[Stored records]
[Start]

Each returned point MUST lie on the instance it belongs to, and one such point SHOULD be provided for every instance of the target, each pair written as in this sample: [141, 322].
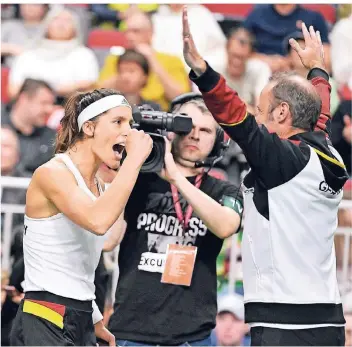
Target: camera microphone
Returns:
[208, 162]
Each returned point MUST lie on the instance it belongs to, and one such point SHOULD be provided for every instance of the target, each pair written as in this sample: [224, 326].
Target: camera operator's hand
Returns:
[312, 56]
[190, 53]
[170, 171]
[138, 146]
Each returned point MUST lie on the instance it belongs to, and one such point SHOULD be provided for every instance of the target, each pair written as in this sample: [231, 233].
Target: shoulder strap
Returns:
[72, 167]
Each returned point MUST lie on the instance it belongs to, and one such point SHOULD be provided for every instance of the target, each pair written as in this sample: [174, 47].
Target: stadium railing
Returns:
[22, 183]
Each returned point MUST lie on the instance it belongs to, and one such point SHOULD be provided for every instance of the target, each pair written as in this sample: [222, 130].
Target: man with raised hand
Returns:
[292, 194]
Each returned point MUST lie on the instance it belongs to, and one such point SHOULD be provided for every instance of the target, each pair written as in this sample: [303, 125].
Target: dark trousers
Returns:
[45, 319]
[325, 336]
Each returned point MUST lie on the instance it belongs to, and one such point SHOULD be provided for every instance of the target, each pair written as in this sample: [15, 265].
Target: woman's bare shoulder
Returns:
[52, 172]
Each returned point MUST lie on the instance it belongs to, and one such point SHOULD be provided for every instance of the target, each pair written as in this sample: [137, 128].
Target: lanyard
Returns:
[184, 219]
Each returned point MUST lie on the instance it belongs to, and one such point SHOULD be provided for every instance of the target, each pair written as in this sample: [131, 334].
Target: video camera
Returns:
[156, 124]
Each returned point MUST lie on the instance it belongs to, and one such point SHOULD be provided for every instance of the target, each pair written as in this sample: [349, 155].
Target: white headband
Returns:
[100, 106]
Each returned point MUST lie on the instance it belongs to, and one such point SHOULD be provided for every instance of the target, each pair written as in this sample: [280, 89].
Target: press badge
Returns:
[179, 266]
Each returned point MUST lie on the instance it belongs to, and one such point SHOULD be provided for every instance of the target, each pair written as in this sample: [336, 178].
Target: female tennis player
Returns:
[67, 215]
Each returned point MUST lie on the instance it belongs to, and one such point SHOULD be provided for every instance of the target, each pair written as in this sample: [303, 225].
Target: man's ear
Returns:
[284, 112]
[88, 128]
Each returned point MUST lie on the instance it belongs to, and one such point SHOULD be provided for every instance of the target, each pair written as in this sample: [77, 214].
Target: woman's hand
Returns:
[102, 333]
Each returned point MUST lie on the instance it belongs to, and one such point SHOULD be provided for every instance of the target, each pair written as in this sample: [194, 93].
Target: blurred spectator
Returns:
[206, 32]
[27, 118]
[230, 326]
[297, 66]
[347, 306]
[18, 34]
[112, 16]
[342, 132]
[341, 51]
[10, 166]
[132, 76]
[168, 77]
[344, 10]
[60, 59]
[272, 23]
[248, 76]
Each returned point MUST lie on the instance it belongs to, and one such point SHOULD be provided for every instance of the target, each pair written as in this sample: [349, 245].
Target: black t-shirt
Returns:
[147, 310]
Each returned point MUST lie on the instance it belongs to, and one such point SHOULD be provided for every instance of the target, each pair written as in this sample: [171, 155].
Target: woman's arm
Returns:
[58, 186]
[116, 234]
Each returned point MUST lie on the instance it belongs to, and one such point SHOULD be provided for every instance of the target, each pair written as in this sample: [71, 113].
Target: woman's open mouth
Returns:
[118, 149]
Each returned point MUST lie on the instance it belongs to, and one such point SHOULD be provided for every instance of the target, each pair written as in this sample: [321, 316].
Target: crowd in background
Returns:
[50, 51]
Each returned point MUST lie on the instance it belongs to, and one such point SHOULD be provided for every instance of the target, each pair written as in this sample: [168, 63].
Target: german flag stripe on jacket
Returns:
[291, 199]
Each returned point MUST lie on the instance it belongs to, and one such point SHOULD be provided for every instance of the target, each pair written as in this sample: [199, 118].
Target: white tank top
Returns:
[59, 256]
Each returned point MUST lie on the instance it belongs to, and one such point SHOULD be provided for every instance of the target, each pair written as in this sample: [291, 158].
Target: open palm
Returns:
[190, 53]
[312, 55]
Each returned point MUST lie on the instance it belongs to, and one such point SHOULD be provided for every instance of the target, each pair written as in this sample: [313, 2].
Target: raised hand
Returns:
[347, 130]
[313, 53]
[190, 53]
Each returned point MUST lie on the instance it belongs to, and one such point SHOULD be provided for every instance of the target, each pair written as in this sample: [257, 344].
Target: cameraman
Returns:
[149, 308]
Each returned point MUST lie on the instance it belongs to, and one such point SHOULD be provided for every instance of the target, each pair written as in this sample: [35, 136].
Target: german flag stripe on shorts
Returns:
[49, 311]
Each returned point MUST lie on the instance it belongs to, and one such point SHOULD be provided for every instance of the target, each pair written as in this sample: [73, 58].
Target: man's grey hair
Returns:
[199, 102]
[304, 102]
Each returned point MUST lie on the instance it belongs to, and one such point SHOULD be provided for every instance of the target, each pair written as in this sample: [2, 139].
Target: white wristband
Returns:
[97, 316]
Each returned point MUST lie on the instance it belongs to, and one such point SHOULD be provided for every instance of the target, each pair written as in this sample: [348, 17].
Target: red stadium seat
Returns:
[345, 92]
[219, 174]
[4, 84]
[232, 10]
[326, 10]
[100, 38]
[78, 5]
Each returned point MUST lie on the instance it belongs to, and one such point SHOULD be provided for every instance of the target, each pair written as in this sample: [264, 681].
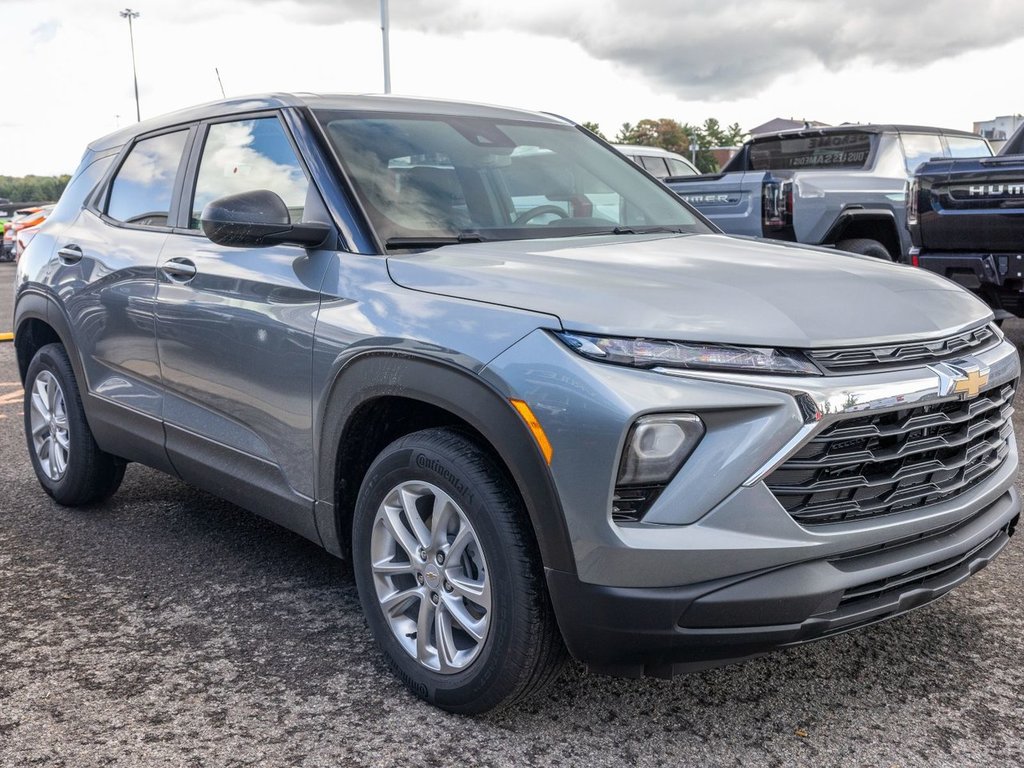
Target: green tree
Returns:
[667, 133]
[712, 134]
[595, 129]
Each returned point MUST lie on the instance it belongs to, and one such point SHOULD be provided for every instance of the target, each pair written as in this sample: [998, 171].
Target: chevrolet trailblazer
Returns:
[541, 403]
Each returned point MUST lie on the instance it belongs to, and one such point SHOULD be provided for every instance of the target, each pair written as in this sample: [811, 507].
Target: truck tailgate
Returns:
[977, 205]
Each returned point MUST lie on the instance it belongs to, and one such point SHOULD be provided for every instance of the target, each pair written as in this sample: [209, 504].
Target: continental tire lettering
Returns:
[424, 462]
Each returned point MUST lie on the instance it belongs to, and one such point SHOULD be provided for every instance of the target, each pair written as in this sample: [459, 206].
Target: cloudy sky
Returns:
[947, 62]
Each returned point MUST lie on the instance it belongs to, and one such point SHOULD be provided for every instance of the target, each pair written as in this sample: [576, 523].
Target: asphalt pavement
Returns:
[167, 628]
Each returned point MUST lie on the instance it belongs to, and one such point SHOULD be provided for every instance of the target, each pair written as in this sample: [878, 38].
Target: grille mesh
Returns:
[869, 466]
[852, 359]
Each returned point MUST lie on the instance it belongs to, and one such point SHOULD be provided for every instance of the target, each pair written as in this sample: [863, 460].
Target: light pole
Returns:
[130, 14]
[385, 24]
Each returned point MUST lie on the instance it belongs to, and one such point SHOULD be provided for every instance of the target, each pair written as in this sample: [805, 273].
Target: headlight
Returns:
[655, 353]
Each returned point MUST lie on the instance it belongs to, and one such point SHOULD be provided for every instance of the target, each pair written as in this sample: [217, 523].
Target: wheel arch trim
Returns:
[373, 375]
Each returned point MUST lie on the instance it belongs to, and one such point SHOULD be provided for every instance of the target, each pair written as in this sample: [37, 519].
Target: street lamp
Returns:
[385, 29]
[130, 14]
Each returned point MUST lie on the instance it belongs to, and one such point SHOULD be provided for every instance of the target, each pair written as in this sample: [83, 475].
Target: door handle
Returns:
[180, 270]
[70, 254]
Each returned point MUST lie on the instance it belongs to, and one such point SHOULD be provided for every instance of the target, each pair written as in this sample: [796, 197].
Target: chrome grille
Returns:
[852, 359]
[877, 465]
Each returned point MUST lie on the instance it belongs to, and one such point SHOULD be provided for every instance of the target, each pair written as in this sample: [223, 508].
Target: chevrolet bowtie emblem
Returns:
[965, 378]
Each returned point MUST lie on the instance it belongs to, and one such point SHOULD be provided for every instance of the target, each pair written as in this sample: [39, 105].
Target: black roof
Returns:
[863, 128]
[351, 102]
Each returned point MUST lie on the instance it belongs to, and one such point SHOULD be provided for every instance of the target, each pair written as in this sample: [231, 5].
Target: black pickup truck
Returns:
[967, 222]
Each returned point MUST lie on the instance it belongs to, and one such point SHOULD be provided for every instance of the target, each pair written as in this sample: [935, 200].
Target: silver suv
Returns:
[536, 398]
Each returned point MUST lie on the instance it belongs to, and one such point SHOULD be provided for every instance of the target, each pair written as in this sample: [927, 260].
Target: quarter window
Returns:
[920, 147]
[654, 165]
[965, 146]
[143, 186]
[246, 156]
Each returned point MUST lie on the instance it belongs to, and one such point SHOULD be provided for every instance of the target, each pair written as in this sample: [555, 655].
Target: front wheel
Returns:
[69, 464]
[865, 247]
[450, 578]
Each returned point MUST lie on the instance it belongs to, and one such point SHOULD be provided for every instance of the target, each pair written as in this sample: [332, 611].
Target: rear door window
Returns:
[920, 147]
[143, 186]
[827, 151]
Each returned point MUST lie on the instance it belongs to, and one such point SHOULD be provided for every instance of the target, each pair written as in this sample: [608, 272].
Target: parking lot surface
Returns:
[168, 628]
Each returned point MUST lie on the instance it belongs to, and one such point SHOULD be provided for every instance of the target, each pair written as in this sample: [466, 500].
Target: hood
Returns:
[709, 288]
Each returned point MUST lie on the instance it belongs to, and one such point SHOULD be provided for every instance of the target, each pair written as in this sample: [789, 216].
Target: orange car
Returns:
[24, 218]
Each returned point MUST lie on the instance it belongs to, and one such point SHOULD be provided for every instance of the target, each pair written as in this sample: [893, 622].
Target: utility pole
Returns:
[385, 25]
[130, 14]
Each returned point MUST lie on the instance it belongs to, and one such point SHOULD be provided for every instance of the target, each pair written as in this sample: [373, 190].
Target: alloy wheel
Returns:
[430, 577]
[50, 437]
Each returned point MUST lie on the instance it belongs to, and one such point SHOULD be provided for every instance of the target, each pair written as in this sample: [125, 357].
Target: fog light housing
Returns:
[655, 449]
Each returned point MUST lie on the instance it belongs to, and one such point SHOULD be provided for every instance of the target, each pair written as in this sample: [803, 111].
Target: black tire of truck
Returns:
[864, 247]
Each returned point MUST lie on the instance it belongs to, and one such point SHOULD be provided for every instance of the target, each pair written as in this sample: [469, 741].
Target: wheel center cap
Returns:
[432, 577]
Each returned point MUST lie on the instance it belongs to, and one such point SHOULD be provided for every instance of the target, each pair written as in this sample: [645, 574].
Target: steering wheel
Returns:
[532, 213]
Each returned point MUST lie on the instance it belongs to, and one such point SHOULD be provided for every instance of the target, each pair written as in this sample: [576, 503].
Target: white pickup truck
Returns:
[843, 186]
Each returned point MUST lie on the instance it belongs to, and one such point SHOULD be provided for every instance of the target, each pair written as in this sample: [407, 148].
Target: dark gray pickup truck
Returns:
[843, 186]
[967, 221]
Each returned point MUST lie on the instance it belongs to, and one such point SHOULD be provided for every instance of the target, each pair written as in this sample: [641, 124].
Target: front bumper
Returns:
[659, 632]
[718, 570]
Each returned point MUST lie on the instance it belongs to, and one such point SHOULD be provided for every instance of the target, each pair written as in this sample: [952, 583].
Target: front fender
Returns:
[387, 373]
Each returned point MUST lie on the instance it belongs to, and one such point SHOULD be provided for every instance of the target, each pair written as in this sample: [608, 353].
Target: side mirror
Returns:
[258, 218]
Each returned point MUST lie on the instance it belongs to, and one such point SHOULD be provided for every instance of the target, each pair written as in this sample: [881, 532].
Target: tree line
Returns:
[679, 137]
[33, 188]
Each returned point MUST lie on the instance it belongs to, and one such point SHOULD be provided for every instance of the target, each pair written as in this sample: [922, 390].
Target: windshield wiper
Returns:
[643, 230]
[397, 244]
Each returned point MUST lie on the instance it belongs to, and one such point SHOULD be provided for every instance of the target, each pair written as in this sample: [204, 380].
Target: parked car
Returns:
[843, 186]
[967, 222]
[619, 433]
[657, 162]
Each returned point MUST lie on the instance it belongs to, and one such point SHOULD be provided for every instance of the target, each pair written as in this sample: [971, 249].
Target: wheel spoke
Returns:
[423, 625]
[440, 515]
[392, 521]
[39, 400]
[419, 527]
[393, 567]
[464, 537]
[475, 628]
[58, 459]
[477, 593]
[400, 599]
[443, 638]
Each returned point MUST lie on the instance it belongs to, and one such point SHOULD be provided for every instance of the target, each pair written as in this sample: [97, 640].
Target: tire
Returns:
[864, 247]
[442, 477]
[69, 464]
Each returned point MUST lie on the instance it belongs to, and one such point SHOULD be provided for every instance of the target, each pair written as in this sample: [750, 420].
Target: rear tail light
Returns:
[776, 204]
[912, 190]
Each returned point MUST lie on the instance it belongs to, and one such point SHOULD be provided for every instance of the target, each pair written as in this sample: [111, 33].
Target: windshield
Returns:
[423, 177]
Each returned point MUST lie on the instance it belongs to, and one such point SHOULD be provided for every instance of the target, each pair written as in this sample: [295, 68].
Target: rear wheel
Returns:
[69, 464]
[450, 578]
[864, 247]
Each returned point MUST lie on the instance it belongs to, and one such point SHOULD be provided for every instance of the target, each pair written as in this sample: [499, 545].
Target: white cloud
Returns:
[69, 75]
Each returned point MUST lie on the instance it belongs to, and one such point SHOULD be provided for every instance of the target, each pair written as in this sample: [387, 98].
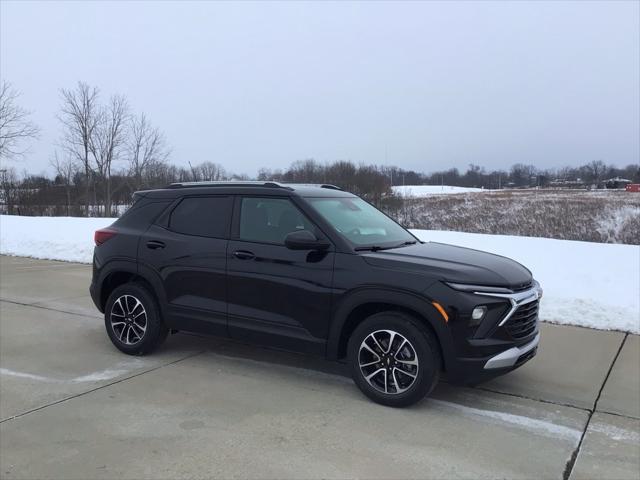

[End]

◆ **Your task**
Pull out every line in the items above that contains the word "stripe", and copy each such line in full.

◆ **Solution for this exercise**
Target: german flag stripe on jacket
Target: german flag stripe on shorts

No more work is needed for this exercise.